- GOAL -
Reproduce the items from the line with "Exercise. Point to the neck" through the end of the items, swapping "neck" for "throat" and keeping everything else unchanged.

(Location labeling items)
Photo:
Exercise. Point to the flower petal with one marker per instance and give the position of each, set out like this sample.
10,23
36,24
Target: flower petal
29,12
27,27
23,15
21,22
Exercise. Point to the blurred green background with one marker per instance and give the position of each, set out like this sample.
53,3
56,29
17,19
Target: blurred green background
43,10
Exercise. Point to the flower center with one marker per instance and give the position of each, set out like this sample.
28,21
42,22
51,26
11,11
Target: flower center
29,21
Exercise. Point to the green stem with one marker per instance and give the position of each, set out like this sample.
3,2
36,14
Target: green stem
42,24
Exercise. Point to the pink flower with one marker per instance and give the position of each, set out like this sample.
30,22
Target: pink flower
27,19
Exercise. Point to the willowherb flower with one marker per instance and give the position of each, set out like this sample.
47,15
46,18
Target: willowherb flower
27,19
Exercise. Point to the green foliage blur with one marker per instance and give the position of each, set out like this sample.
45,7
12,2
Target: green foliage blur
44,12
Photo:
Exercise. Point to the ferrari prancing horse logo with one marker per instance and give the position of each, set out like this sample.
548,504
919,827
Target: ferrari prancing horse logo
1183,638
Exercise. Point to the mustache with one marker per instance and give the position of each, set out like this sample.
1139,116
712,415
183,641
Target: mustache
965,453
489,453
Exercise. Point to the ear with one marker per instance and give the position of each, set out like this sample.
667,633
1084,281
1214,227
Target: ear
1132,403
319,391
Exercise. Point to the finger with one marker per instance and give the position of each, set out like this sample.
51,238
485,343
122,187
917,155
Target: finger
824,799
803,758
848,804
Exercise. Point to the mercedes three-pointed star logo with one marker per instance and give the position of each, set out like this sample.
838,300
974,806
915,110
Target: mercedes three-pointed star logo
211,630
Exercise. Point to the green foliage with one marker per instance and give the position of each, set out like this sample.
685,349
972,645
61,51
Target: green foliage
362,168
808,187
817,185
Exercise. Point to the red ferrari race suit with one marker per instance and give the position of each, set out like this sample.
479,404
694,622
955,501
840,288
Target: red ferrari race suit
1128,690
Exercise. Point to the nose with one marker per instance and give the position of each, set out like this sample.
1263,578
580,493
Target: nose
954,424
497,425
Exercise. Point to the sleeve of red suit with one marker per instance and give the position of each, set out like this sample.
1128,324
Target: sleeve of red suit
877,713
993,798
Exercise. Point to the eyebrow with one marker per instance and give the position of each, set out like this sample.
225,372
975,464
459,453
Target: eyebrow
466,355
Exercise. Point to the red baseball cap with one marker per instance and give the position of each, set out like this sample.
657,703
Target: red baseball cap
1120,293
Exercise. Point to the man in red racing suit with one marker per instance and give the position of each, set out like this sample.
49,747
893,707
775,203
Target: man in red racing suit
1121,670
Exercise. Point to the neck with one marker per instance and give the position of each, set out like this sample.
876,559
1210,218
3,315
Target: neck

- FINISHED ANSWER -
Exercise. Point to the throat with one marker per instance and give the position of each, set out like this sample.
876,559
1210,218
3,315
Target: throat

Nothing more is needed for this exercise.